## [Excerpted text]
○ ○ ○ ○ ○ ○ ○
Temple Lung Center Director, Dr. Gerard Criner, is an internationally recognized leader in the development of breakthrough therapies for patients with lung disease, including chronic obstructive pulmonary disease (COPD) and its most severe form, emphysema.
Until now, treatment options for COPD were largely limited to medication, oxygen therapy and major surgery. Temple Lung Center’s unique combination of clinical care and research — led by Dr. Criner — makes it a national leader in the development of a new minimally invasive treatment for COPD.
This new technique, called bronchoscopic lung volume reduction (BLVR), has the potential to help patients who were otherwise untreatable.
Q: Why is emphysema such a difficult disease to treat?
Dr. Criner: Portions of the lung are destroyed from breathing cigarette smoke or some other pollutants that cause the airways to enlarge. That's an irreversible process which doesn't respond well to any medications.
Patients who suffer from severe emphysema experience hyperinflation — emphysemic lung tissue is like a flabby balloon that doesn't deflate. Exhaled breath becomes trapped in the lungs, where it is caught in large pockets formed by the rupture of the lung's tiny air sacs.
○ ○ ○ ○ ○ ○ ○
## [Exercise details]
Please copy out the passage about emphysema treatment at Temple Lung Center word for word, from its first line to its last.
○ ○ ○ ○ ○ ○ ○
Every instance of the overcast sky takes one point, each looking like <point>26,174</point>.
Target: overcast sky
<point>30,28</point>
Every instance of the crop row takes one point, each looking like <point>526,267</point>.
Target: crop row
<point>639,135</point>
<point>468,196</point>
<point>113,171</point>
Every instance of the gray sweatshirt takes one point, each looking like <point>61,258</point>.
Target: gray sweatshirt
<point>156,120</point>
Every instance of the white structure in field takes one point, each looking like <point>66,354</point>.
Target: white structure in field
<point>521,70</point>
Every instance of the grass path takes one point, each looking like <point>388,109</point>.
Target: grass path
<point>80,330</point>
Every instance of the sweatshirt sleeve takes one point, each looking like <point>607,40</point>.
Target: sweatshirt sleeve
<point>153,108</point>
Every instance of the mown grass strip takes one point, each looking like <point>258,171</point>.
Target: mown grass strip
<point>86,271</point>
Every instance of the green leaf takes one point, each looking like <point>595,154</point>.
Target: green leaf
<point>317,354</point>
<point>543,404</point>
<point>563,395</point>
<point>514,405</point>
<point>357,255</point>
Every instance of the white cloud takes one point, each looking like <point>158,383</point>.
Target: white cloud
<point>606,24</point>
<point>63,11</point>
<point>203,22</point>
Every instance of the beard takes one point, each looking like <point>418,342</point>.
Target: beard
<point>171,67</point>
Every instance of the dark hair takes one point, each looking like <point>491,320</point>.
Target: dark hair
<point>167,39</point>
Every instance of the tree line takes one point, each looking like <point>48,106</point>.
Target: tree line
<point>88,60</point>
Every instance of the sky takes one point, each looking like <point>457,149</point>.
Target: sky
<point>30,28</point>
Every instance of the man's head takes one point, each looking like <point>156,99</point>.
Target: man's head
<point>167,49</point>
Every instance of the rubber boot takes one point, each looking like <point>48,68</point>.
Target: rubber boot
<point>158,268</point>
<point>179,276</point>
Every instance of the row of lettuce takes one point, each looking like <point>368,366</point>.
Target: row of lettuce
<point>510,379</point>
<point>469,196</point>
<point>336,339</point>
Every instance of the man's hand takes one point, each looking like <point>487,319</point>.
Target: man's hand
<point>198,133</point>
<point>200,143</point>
○ ○ ○ ○ ○ ○ ○
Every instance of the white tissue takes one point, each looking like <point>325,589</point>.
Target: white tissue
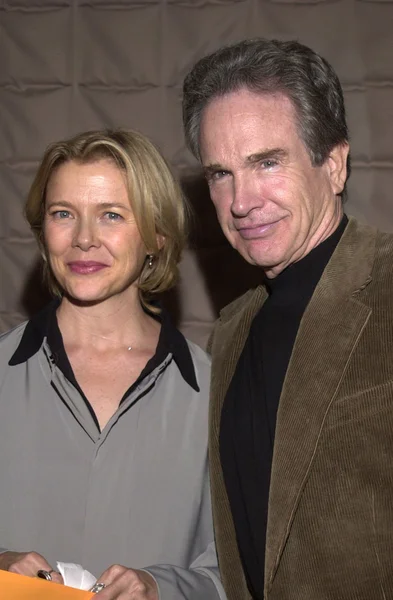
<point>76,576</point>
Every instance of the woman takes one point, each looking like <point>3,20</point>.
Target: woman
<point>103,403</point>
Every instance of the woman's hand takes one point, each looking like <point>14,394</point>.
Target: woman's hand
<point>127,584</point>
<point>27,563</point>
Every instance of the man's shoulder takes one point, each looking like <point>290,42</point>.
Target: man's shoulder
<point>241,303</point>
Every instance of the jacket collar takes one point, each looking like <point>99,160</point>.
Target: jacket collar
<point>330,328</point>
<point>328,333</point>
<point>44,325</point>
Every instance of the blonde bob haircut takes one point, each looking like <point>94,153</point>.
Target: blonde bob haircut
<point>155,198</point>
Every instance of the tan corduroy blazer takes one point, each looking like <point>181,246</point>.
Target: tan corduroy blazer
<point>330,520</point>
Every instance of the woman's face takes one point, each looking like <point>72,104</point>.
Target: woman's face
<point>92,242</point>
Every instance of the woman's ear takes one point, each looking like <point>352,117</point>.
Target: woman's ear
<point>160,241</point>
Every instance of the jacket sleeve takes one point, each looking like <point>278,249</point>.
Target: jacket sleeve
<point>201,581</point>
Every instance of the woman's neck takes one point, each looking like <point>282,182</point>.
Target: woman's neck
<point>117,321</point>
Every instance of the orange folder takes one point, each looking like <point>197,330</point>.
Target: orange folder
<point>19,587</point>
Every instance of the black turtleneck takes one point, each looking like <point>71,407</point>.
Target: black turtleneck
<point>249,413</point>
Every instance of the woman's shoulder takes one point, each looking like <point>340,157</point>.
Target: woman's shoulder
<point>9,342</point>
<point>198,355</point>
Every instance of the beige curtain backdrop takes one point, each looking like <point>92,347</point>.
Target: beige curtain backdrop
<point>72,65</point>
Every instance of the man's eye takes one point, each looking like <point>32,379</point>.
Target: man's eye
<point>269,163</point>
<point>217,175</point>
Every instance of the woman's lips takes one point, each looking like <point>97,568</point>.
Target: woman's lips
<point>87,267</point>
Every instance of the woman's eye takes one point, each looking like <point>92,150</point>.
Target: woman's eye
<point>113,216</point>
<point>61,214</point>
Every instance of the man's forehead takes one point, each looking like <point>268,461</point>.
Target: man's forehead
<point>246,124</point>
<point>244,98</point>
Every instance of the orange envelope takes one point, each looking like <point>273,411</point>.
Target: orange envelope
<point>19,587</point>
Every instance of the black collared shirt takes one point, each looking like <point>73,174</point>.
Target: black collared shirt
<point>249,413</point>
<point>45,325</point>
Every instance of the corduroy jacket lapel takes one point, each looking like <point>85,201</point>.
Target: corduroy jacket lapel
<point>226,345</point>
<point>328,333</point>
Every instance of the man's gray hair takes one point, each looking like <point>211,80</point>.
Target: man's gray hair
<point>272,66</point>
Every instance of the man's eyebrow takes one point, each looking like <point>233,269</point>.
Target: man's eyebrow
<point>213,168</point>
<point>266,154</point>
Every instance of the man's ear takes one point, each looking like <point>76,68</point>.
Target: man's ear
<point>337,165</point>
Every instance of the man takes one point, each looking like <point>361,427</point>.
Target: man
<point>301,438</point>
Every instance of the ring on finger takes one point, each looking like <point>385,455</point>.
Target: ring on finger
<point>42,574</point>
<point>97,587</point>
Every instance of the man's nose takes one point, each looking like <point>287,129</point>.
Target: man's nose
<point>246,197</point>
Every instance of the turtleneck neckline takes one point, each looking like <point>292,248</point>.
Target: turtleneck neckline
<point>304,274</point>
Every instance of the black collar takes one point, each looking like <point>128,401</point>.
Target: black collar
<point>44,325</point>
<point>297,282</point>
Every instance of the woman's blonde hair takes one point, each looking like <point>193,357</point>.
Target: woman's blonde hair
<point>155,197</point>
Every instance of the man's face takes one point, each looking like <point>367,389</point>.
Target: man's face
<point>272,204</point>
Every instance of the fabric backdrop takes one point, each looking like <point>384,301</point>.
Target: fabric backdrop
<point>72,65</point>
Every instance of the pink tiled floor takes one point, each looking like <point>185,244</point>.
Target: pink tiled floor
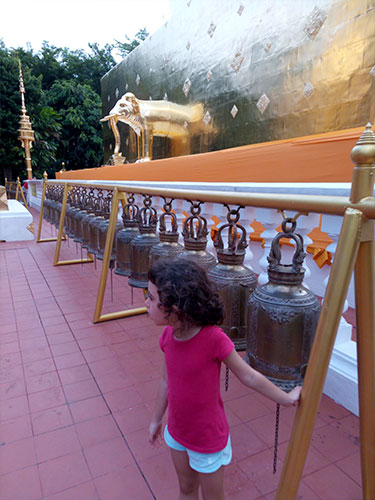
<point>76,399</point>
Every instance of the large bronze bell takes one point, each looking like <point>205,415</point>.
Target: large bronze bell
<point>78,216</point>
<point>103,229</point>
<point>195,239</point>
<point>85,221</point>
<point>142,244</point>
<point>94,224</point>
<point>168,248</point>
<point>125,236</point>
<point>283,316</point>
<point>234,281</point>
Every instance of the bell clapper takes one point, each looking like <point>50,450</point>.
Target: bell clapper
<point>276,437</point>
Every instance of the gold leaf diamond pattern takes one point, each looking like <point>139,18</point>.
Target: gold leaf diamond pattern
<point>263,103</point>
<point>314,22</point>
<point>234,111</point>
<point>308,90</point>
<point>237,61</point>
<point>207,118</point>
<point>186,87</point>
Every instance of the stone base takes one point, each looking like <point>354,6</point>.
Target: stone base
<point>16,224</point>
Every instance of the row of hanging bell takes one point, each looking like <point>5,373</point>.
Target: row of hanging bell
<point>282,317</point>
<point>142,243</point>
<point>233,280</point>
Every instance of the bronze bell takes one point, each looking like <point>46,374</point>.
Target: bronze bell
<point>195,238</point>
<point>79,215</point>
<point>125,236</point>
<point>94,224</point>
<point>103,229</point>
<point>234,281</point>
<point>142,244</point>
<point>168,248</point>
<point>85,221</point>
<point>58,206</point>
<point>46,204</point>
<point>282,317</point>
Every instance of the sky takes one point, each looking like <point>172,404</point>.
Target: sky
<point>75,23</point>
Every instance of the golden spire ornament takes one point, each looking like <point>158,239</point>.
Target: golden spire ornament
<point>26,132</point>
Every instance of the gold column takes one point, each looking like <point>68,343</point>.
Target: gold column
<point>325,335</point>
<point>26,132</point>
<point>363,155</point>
○ ○ ○ ○ ○ ○ ○
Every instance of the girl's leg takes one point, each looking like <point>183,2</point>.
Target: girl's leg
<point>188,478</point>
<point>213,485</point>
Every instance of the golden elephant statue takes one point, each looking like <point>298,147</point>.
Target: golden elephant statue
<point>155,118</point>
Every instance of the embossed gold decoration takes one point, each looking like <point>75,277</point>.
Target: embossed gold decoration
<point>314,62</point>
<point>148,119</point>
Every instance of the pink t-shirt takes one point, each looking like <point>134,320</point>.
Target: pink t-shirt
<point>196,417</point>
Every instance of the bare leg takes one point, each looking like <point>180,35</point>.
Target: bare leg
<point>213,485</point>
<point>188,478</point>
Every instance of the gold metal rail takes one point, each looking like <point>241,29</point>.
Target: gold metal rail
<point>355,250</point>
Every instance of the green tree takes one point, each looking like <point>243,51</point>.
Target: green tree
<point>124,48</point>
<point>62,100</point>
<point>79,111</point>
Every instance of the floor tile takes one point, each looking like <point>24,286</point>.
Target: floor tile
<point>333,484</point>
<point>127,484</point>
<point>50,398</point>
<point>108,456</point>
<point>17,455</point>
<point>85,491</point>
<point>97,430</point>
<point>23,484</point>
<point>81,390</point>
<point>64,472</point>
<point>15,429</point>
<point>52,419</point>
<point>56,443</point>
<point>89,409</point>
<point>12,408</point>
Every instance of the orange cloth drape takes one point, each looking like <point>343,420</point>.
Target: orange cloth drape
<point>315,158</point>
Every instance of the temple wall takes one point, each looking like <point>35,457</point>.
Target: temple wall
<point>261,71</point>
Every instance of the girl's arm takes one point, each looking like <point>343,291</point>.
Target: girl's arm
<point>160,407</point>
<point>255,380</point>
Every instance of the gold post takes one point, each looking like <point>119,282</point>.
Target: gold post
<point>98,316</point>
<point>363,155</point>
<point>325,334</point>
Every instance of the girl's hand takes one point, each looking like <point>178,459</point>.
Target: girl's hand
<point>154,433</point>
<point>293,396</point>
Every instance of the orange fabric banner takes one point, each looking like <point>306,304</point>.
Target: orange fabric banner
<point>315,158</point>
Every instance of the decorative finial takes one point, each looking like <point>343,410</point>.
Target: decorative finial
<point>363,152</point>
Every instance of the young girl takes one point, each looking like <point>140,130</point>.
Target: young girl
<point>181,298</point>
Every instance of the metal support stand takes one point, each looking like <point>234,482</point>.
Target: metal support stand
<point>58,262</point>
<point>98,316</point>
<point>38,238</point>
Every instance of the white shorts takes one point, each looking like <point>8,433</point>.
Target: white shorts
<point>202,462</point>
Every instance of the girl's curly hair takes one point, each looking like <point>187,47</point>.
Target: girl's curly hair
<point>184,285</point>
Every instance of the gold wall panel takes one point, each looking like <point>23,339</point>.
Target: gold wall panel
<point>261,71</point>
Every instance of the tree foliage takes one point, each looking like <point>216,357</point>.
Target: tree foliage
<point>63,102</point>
○ ○ ○ ○ ○ ○ ○
## [Task solution]
Temple Lung Center Director, Dr. Gerard Criner, is an internationally recognized leader in the development of breakthrough therapies for patients with lung disease, including chronic obstructive pulmonary disease (COPD) and its most severe form, emphysema.
Until now, treatment options for COPD were largely limited to medication, oxygen therapy and major surgery. Temple Lung Center’s unique combination of clinical care and research — led by Dr. Criner — makes it a national leader in the development of a new minimally invasive treatment for COPD.
This new technique, called bronchoscopic lung volume reduction (BLVR), has the potential to help patients who were otherwise untreatable.
Q: Why is emphysema such a difficult disease to treat?
Dr. Criner: Portions of the lung are destroyed from breathing cigarette smoke or some other pollutants that cause the airways to enlarge. That's an irreversible process which doesn't respond well to any medications.
Patients who suffer from severe emphysema experience hyperinflation — emphysemic lung tissue is like a flabby balloon that doesn't deflate. Exhaled breath becomes trapped in the lungs, where it is caught in large pockets formed by the rupture of the lung's tiny air sacs.